Prompt: Return each entry exactly, so that nothing in the data differs from the original.

Source information:
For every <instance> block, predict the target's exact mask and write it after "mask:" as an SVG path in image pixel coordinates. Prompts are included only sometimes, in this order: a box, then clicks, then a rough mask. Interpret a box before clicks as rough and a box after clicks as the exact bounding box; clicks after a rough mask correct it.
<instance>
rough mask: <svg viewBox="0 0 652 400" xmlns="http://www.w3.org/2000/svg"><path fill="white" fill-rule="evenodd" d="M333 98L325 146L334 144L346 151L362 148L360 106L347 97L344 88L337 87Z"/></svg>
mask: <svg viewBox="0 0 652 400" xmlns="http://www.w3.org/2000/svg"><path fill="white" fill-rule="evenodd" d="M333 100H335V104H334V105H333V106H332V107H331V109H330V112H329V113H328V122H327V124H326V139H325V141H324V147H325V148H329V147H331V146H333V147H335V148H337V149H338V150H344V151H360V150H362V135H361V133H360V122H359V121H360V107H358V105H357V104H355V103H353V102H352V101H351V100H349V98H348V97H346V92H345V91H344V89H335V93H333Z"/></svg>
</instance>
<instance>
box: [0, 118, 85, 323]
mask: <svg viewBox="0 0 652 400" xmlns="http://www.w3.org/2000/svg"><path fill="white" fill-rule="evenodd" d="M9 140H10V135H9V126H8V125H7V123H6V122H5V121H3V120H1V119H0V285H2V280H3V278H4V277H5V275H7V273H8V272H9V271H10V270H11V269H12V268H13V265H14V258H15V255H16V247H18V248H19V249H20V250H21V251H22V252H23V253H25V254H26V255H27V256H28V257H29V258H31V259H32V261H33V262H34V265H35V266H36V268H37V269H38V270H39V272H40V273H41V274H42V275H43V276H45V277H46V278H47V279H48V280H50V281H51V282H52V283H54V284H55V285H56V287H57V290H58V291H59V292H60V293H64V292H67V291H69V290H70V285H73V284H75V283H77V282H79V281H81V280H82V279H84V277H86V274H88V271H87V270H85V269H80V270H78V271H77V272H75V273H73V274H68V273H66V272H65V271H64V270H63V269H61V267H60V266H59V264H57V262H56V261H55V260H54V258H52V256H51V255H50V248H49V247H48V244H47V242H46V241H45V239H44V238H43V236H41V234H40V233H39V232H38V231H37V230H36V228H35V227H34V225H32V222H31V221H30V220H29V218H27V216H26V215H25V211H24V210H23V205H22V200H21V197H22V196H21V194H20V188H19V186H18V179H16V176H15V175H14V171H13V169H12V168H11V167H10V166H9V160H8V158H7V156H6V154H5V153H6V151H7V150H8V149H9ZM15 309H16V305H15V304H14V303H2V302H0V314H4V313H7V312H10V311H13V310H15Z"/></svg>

Solution:
For every <instance> block, predict the target's exact mask and write it after "mask:" as an SVG path in image pixel coordinates. Prompts are included only sometimes, in this order: a box, then clicks, then a rough mask. Interpret a box before clicks as rough and a box after clicks as the exact bounding box; clicks after a rough mask correct it.
<instance>
rough mask: <svg viewBox="0 0 652 400" xmlns="http://www.w3.org/2000/svg"><path fill="white" fill-rule="evenodd" d="M333 98L325 146L334 144L346 151L362 148L360 106L347 97L344 88L337 87Z"/></svg>
mask: <svg viewBox="0 0 652 400" xmlns="http://www.w3.org/2000/svg"><path fill="white" fill-rule="evenodd" d="M333 100H335V104H334V105H333V106H332V107H331V109H330V112H329V113H328V122H327V124H326V139H325V141H324V147H325V148H329V147H331V146H333V147H335V148H337V149H338V150H344V151H360V150H362V135H361V133H360V122H359V121H360V107H358V105H357V104H355V103H353V102H352V101H351V100H349V98H348V97H346V92H345V91H344V89H335V93H333Z"/></svg>
</instance>
<instance>
box: [0, 118, 85, 323]
mask: <svg viewBox="0 0 652 400" xmlns="http://www.w3.org/2000/svg"><path fill="white" fill-rule="evenodd" d="M9 140H10V135H9V126H8V125H7V123H6V122H5V121H3V120H1V119H0V285H2V280H3V278H4V277H5V275H7V273H8V272H9V271H10V270H11V269H12V268H13V265H14V258H15V255H16V247H18V248H19V249H20V250H21V251H22V252H23V253H25V254H26V255H27V256H28V257H29V258H31V259H32V261H33V262H34V265H35V266H36V268H37V269H38V270H39V272H40V273H41V274H42V275H43V276H45V277H46V278H47V279H48V280H50V281H51V282H52V283H54V284H55V285H56V287H57V290H58V291H59V292H60V293H64V292H67V291H69V290H70V285H73V284H75V283H77V282H79V281H81V280H82V279H84V277H86V274H88V271H87V270H85V269H80V270H78V271H77V272H75V273H73V274H68V273H66V272H65V271H64V270H63V269H61V267H60V266H59V264H57V262H56V261H55V260H54V258H52V256H51V255H50V248H49V247H48V244H47V242H46V241H45V239H44V238H43V236H41V234H40V233H39V232H38V231H37V230H36V228H35V227H34V225H32V222H31V221H30V220H29V218H27V216H26V215H25V211H24V210H23V205H22V200H21V197H22V196H21V194H20V188H19V186H18V179H16V176H15V175H14V171H13V169H12V168H11V167H10V166H9V160H8V158H7V156H6V154H5V153H6V151H7V150H8V149H9ZM15 309H16V305H15V304H14V303H2V302H0V314H4V313H7V312H10V311H13V310H15Z"/></svg>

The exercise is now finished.